## Written task:
Rewrite the records below with every "Planogram compliance check" changed to "Shelf audit", leaving everything else as it is.
* Begin *
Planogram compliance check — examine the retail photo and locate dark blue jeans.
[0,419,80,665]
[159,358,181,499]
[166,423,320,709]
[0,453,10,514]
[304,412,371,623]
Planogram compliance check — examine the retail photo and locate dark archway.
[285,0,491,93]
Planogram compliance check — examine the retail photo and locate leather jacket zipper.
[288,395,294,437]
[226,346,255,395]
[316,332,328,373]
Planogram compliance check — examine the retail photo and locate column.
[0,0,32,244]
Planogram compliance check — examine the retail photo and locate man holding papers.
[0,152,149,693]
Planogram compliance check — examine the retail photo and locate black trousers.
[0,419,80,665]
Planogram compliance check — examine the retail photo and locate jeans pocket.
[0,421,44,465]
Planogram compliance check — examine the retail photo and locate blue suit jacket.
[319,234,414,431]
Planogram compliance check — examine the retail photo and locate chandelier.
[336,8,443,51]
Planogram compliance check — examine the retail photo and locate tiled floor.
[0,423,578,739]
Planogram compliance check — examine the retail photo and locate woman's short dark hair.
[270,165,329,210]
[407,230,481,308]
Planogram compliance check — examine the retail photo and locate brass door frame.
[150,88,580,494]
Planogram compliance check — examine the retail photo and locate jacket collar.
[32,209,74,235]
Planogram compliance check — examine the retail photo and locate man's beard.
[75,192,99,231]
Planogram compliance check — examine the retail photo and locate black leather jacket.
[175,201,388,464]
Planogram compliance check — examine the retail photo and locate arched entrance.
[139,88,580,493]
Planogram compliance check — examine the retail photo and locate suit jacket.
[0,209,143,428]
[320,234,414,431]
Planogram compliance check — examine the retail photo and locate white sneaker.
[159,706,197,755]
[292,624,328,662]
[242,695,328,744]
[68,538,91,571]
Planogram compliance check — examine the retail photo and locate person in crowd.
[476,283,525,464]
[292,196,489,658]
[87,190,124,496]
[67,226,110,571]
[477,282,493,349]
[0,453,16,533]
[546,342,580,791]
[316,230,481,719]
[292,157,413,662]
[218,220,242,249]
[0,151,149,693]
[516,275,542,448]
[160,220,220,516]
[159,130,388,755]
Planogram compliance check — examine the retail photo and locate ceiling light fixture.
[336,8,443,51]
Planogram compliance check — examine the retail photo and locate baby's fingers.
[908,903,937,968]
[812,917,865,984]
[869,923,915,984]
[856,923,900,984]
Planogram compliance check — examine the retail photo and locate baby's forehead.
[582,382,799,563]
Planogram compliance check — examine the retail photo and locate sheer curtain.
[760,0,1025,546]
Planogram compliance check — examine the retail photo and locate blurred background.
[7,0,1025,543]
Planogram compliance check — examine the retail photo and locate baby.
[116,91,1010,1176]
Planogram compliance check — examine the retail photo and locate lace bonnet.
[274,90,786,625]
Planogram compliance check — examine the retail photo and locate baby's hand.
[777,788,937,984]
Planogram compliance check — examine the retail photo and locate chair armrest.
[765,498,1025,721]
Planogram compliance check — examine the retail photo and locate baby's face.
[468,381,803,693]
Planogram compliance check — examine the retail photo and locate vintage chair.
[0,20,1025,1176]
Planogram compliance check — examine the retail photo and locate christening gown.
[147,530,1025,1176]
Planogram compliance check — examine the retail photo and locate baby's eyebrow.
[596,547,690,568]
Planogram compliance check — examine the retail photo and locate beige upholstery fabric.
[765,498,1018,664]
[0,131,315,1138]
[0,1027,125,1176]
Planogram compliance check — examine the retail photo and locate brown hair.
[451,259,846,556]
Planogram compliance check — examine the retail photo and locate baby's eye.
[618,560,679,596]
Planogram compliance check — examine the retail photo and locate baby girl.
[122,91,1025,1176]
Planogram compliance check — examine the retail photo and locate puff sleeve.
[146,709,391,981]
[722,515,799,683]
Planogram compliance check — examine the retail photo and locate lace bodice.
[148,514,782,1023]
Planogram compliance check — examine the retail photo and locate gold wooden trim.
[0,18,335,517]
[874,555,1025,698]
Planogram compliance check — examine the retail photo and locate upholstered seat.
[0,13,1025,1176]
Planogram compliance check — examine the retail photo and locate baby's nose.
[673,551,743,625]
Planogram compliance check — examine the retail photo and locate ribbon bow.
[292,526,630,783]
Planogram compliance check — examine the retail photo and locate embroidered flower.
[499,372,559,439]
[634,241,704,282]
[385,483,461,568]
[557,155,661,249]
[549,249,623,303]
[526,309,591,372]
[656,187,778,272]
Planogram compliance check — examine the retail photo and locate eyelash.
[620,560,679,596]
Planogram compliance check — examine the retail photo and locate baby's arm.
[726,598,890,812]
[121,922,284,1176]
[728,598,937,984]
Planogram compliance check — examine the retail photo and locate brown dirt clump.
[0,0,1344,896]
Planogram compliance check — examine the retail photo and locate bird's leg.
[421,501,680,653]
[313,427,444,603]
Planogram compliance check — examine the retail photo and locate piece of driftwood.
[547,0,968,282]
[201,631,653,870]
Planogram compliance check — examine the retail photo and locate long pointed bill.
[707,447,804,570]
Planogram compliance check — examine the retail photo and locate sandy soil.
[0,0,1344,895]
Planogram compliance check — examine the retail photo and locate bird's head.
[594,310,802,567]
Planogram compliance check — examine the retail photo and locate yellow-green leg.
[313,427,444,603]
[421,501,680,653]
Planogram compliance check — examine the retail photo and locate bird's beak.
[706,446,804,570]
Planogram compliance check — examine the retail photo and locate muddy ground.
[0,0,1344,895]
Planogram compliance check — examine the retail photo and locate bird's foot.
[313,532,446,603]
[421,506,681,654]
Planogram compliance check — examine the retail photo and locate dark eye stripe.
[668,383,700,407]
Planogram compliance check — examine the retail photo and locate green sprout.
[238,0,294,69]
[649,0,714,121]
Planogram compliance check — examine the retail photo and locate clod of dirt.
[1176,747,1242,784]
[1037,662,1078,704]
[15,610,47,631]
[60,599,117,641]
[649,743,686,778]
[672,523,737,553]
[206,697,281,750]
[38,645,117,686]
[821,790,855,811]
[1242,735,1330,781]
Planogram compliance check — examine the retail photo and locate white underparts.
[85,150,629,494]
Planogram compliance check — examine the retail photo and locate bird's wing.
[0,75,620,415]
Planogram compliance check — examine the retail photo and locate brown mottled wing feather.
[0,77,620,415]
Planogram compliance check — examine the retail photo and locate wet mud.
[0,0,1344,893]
* End *
## Solution below:
Shelf audit — examine the retail photo and locate dark blue jeans.
[0,419,80,665]
[159,358,181,499]
[166,423,320,709]
[0,453,10,514]
[304,412,371,623]
Shelf audit — examine the retail photo and locate dark archway.
[285,0,491,93]
Shelf audit — examine the retail photo and locate leather jacket zipper.
[288,395,294,437]
[226,346,255,395]
[316,332,328,373]
Shelf audit — examine the retail photo and locate column.
[0,0,32,244]
Shelf audit — examine the retail photo and locate man holding papers.
[0,152,149,693]
Shelf audit — examine the retail photo and locate black trousers.
[0,419,80,665]
Shelf audit — examine the retail photo and locate jeans pocket.
[0,421,44,465]
Shelf audit — examine the retail photo and locate blue suit jacket.
[319,234,414,431]
Shelf audit — examine the retail photo and locate chandelier.
[336,8,443,51]
Shelf audit — examine the retail photo and locate tiled floor.
[0,423,578,739]
Shelf audit — examine the retail photo and locate woman's short dark hair.
[270,165,329,210]
[407,230,481,308]
Shelf audit — examine the retail photo and locate brass door frame.
[150,88,580,494]
Shelf audit — examine the retail photo and locate jacket collar.
[32,209,74,235]
Shelf audit — examine the retail photo and locate man's beard.
[75,192,99,231]
Shelf audit — examine the retail photo and locate black leather jacket.
[175,201,388,464]
Shelf audit — examine the retail photo and locate arched entrance.
[139,88,580,493]
Shelf audit — examine the retail photo and locate suit jacket.
[0,209,143,428]
[320,234,414,431]
Shelf audit — examine the retail photo and locate white sneaker.
[159,706,197,755]
[292,624,328,662]
[242,695,328,744]
[68,538,91,571]
Shelf audit — examine the retail photo and locate person in crowd.
[476,283,525,464]
[292,196,489,658]
[87,190,124,496]
[67,226,110,571]
[477,282,493,349]
[0,453,16,533]
[546,342,580,791]
[316,230,481,719]
[292,157,413,662]
[218,220,242,249]
[0,151,149,693]
[516,275,542,448]
[160,220,220,516]
[159,130,388,755]
Shelf audit — examine the retail photo and locate ceiling light fixture.
[336,8,443,51]
Shelf audit — examine the retail photo and locate baby's fingers.
[908,903,937,968]
[812,917,865,984]
[869,923,915,984]
[856,923,900,984]
Shelf audit — examine the retail photo and locate baby's forehead.
[582,382,799,563]
Shelf audit — examine the retail photo and locate sheer curtain.
[760,0,1025,546]
Shelf audit — examine the retail photo and locate blurred background.
[7,0,1025,543]
Shelf audit — examine the retail photo and locate baby.
[116,91,1010,1176]
Shelf audit — examine the retail photo and locate lace bonnet.
[274,90,786,625]
Shelf audit — examine the retail photo and locate baby's hand.
[777,788,937,984]
Shelf audit — examine the retail photo and locate chair armrest.
[765,498,1025,721]
Shelf audit — examine the retail photo and locate baby's face.
[468,381,803,693]
Shelf audit — examine the retail photo and locate vintage chair.
[0,20,1025,1176]
Shelf audit — examine the retail photo and locate christening gown.
[147,530,1025,1176]
Shelf audit — examine the retail photo and locate baby's eyebrow.
[596,547,690,568]
Shelf audit — examine the retail photo and locate beige upholstery fabric.
[765,498,1018,664]
[0,131,315,1138]
[0,1027,125,1176]
Shelf audit — examine the retail photo and locate brown hair.
[451,259,846,556]
Shelf audit — examine the retail photo and locate baby's eye.
[618,560,679,596]
Shelf audit — examine the retail photo and locate baby girl.
[122,91,1025,1176]
Shelf audit — examine the retail photo and locate puff sleeve.
[146,709,391,981]
[722,515,799,683]
Shelf audit — examine the retail photo and locate lace bodice.
[148,514,782,1023]
Shelf audit — examine the retail photo and locate gold wooden trim.
[0,18,335,517]
[874,555,1025,698]
Shelf audit — examine the retail photo and locate upholstered seat.
[0,13,1025,1176]
Shelf audit — examine the retail photo and locate baby's nose.
[673,551,743,625]
Shelf audit — examine the retail photo and locate ribbon bow.
[292,526,630,783]
Shelf audit — examine the retail photo and locate embroidered flower.
[499,372,559,439]
[634,241,704,282]
[385,483,461,568]
[557,155,661,249]
[549,249,623,303]
[526,309,591,372]
[656,187,778,272]
Shelf audit — examine the retail photo and locate eyelash.
[620,560,679,596]
Shelf audit — examine the retail photo and locate baby's arm.
[726,598,890,812]
[121,922,284,1176]
[728,598,937,984]
Shelf audit — examine the retail photo and locate brown dirt clump.
[0,0,1344,896]
Shelf audit — examine the retail photo and locate bird's leg.
[421,501,680,653]
[313,427,444,603]
Shelf audit — examine the retail photo and locate piece of driftwood.
[547,0,968,282]
[201,631,653,870]
Shelf audit — examine the retail photo and locate long pointed bill.
[707,447,804,570]
Shelf audit — examine the retail photo and locate sandy soil.
[0,0,1344,895]
Shelf audit — examine the retail photo and locate bird's head.
[594,310,802,567]
Shelf audit — examine the retail photo and locate yellow-green leg.
[313,427,444,603]
[421,501,680,653]
Shelf audit — examine the retail photo and locate bird's beak.
[706,446,804,570]
Shelf audit — examine the retail photo and locate muddy ground.
[0,0,1344,895]
Shelf audit — examine the retail photo and locate bird's foot.
[313,532,446,603]
[421,506,681,654]
Shelf audit — examine the retail photo and locate dark eye stripe.
[668,383,700,407]
Shelf audit — examine the retail photo and locate green sprout.
[238,0,294,69]
[649,0,714,121]
Shelf audit — examine the retail photo and locate clod of dirt.
[1176,747,1242,784]
[1037,662,1078,704]
[15,610,47,631]
[60,599,117,641]
[649,743,686,778]
[672,523,737,553]
[206,697,281,750]
[38,645,117,686]
[821,790,855,811]
[1242,735,1330,781]
Shelf audit — examine the retail photo and locate white underparts.
[85,150,629,494]
Shelf audit — examine the retail photo and locate bird's wing.
[0,75,620,415]
Shelf audit — examine the retail photo and locate brown mottled wing feather.
[0,77,620,415]
Shelf audit — examine the retail photo and locate wet mud.
[0,0,1344,893]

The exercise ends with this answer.